---- RECORDS SUPPLIED

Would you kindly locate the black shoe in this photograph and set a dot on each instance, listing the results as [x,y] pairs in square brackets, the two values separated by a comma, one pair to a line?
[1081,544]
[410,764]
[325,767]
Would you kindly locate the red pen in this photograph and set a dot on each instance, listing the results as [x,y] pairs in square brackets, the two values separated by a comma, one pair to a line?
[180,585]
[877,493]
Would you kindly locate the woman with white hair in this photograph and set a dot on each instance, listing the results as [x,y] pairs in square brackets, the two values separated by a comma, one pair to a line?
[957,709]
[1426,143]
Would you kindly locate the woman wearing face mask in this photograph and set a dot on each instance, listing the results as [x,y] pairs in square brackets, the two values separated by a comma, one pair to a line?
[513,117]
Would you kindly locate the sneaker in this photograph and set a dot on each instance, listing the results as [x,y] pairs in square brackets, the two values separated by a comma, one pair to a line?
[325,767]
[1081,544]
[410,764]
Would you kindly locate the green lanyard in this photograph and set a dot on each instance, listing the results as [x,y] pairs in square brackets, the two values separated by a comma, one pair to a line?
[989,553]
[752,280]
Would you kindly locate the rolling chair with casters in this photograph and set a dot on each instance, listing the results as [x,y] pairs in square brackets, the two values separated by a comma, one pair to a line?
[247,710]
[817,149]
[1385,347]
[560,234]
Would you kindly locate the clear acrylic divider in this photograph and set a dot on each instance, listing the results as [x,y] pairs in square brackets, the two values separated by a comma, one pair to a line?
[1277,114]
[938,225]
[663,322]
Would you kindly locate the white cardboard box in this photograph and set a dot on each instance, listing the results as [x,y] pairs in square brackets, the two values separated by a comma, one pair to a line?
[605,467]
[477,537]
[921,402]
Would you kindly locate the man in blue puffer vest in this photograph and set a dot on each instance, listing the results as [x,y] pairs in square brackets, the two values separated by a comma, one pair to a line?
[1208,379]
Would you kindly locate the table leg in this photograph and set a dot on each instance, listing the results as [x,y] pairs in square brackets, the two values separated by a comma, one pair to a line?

--------

_WHAT IS EXPECTED_: Print everything in the data above, from the line containing "Would you kindly locate the white" down to the end of the data, keeping every line unchanged.

_THE RESULT_:
Would you kindly locate the white cardboard box in this photograph and set a dot on each instance, listing the results as [x,y] pairs in square brackets, the two values separated by a comma, one pair to a line?
[605,467]
[477,537]
[921,402]
Would you kindly locate the man in blue puffer vest in this photograph and set a dot on each instance, listing the results as [x,y] pairs in square brackets, the two values separated by a comma, one pair to a line?
[1208,379]
Would you kindly locate the table leg in this photograph and set a dot on each instance, listing the results as [x,y] pairs in square brackets, the two values separated by a comma, one pair to a line?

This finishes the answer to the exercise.